PROMPT:
Since only the total is wanted, give the number of lines in the listing below that hold the string "instance" and add nothing.

Start of RECORD EXCERPTS

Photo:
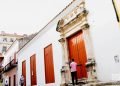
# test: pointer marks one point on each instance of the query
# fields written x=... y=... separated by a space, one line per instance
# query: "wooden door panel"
x=77 y=51
x=24 y=70
x=33 y=70
x=49 y=66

End of RECORD EXCERPTS

THE COMPLETED TASK:
2